→ WHAT IS BEING ASKED: Word for word, set down every line of the entries below from the line with "Every instance of the head" to the line with "Every instance of the index", including both, and no other line.

→ EXTRACTED DATA:

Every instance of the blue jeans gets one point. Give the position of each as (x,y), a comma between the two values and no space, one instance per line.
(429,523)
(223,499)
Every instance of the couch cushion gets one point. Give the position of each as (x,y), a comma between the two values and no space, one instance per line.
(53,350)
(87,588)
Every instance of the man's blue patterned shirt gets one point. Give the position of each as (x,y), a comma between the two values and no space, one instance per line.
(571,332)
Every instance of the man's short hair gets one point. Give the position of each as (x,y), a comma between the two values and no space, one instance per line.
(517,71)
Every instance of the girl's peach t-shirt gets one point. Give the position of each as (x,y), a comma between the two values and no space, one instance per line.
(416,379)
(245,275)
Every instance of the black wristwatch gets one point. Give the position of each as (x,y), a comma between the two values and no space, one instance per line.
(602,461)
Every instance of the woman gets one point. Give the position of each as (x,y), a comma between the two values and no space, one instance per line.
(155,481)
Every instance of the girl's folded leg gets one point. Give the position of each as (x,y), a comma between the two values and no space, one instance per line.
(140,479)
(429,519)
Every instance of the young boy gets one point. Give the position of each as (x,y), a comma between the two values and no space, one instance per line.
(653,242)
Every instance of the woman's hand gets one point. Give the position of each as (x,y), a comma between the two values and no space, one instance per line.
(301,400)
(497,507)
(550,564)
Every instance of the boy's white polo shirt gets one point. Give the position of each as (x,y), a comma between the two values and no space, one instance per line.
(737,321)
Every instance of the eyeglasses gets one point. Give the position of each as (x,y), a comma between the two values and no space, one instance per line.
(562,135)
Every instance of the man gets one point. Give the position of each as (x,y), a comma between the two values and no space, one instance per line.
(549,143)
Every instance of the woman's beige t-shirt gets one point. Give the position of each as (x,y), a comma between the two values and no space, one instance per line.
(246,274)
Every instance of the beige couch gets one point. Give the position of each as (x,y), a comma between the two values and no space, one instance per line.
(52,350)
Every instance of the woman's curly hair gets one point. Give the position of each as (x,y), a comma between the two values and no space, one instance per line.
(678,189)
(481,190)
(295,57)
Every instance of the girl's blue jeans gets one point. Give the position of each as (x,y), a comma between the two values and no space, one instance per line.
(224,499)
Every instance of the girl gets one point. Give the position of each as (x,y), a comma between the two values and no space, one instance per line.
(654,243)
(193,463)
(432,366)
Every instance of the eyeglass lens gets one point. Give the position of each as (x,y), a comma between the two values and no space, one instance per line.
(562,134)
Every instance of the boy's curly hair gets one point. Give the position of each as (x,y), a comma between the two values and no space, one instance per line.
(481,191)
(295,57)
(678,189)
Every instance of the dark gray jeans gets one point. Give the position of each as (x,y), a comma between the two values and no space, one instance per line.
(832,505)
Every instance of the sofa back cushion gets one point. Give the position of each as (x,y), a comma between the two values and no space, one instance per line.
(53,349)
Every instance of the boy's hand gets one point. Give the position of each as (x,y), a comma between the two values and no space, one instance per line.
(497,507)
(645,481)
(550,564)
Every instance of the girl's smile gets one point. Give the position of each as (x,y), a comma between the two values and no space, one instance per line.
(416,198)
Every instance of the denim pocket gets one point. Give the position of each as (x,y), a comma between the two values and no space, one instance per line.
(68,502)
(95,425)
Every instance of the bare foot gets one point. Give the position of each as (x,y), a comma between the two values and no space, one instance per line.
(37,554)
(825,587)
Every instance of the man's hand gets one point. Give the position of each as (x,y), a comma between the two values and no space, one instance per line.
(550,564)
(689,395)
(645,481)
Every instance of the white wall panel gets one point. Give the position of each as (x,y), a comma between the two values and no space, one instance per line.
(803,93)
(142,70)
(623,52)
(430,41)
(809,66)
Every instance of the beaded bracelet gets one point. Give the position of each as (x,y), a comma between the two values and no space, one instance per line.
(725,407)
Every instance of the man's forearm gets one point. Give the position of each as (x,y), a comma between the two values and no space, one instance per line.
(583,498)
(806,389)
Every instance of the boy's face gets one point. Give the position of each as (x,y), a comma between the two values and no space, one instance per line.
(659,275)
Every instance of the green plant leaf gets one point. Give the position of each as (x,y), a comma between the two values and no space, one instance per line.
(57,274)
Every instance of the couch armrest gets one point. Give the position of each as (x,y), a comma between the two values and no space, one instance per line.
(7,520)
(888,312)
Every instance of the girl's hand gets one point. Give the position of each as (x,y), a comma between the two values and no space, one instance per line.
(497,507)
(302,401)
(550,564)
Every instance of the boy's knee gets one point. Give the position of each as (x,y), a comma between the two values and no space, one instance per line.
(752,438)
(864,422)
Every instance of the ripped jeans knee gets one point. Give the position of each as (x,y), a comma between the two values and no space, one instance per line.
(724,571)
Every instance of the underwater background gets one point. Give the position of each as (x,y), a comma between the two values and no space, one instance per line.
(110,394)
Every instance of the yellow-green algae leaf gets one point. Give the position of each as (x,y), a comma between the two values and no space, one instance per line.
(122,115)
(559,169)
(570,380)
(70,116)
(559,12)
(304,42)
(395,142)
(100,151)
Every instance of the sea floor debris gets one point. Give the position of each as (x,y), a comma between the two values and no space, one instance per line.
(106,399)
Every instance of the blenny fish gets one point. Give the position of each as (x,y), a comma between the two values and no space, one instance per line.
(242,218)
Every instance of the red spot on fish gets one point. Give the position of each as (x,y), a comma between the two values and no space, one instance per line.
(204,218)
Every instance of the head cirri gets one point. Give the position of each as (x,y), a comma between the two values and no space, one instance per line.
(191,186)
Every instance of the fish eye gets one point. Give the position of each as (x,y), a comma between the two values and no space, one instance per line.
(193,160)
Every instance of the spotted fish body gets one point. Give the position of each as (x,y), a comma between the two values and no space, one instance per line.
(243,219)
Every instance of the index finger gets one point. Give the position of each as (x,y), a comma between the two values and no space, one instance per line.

==

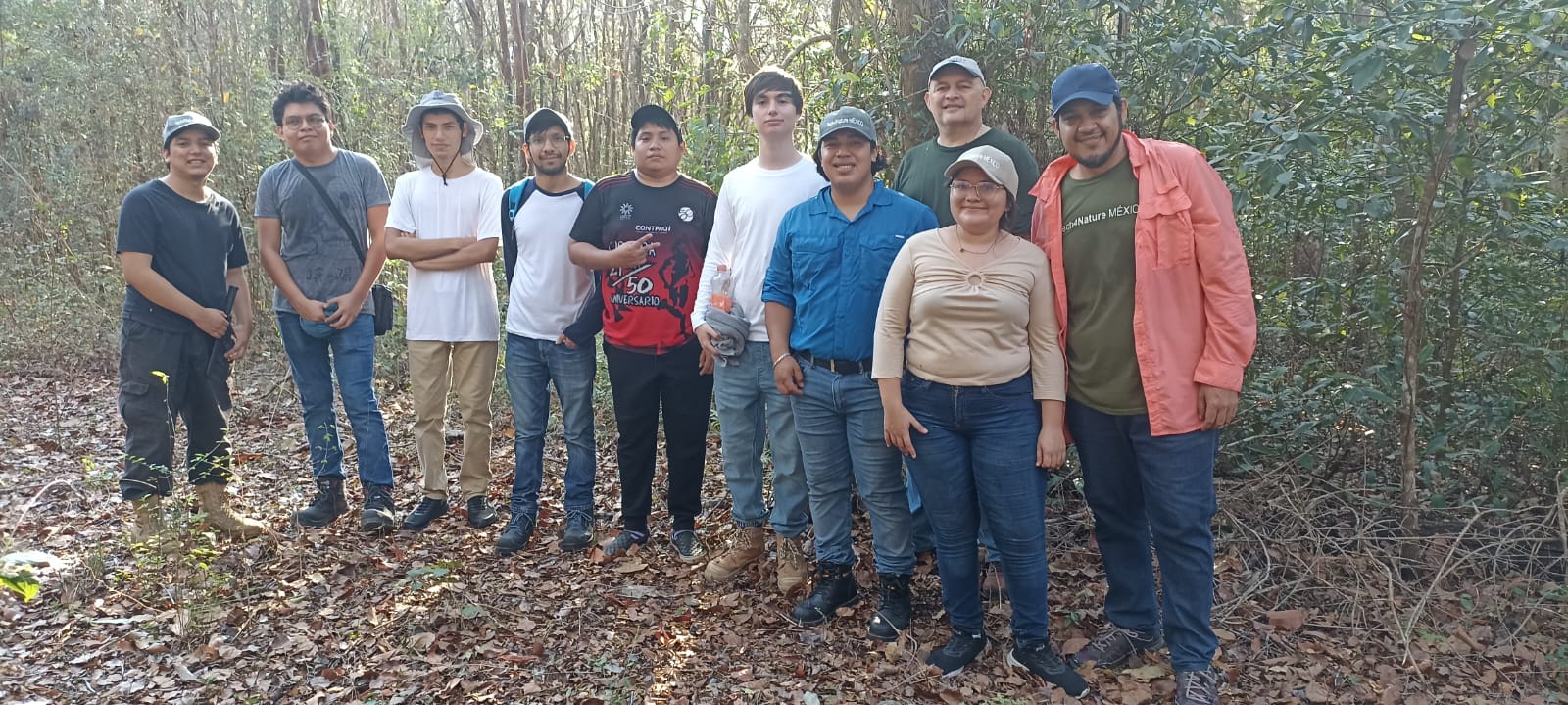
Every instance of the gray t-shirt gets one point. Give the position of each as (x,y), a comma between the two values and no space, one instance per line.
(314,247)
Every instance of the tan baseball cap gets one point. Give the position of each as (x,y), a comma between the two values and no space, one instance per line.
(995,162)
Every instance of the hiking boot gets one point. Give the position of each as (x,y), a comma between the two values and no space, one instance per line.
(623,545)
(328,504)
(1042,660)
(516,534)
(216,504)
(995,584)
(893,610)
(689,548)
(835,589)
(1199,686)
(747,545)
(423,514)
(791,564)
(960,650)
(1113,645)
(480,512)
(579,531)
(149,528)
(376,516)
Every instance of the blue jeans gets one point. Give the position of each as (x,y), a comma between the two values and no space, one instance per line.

---

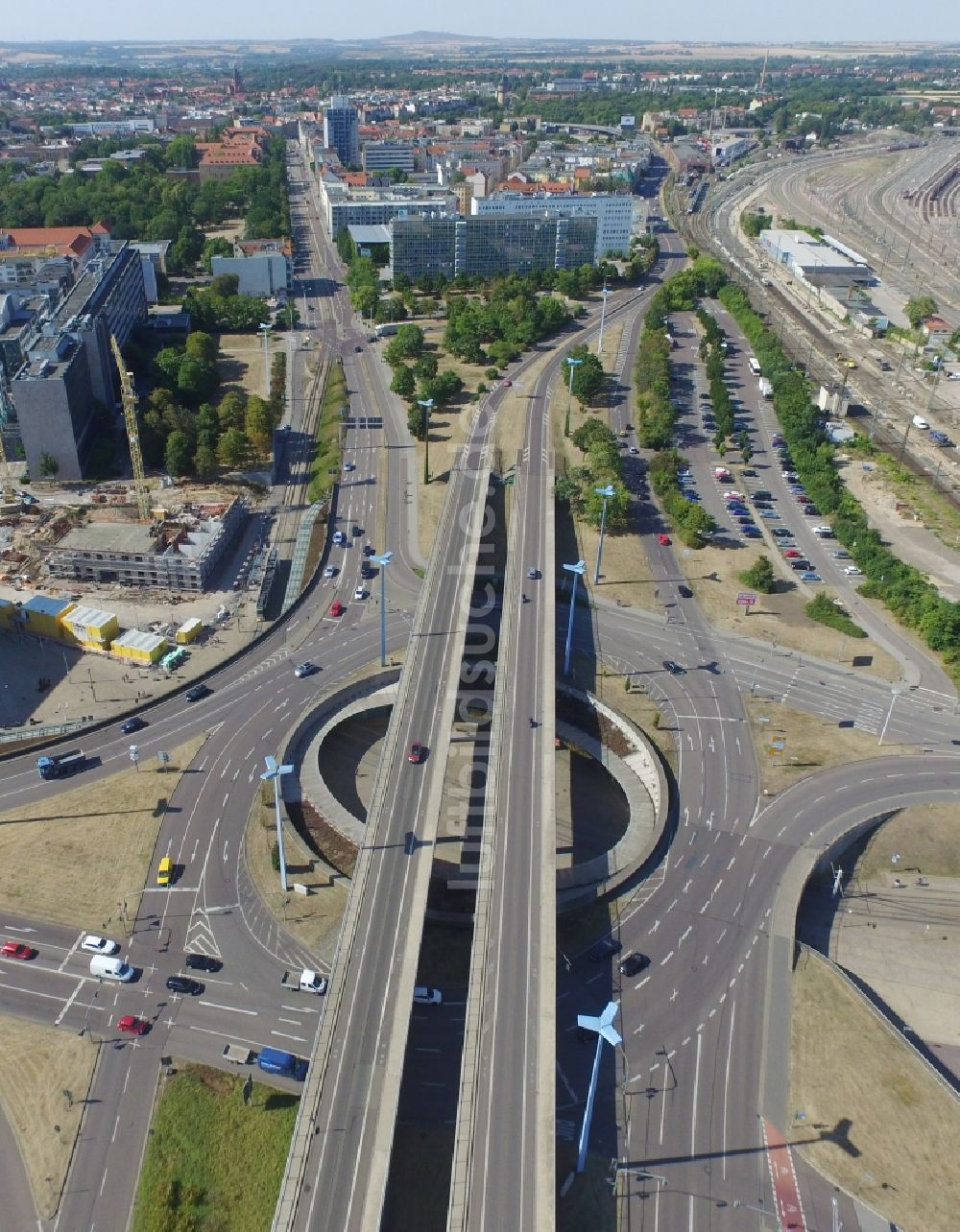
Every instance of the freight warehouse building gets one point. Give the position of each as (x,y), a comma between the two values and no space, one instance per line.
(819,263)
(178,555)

→ THE ANSWER:
Every instance of the head cirri gets one point. Give the position of each as (x,y), a comma between the two values and no space, one instance per line.
(191,186)
Every instance of the fish eye gets one point. Give the position of each as (x,y), a comma between the two values and no space, one instance per line.
(193,160)
Every instance of the spotted fish body gets one point. Give the position of each as (x,y), a comma between the two values and no space, one instance per line.
(243,219)
Every instance of the index finger gets one point. Give the position of each as (x,y), a comma between the two values and no space, one instance per line.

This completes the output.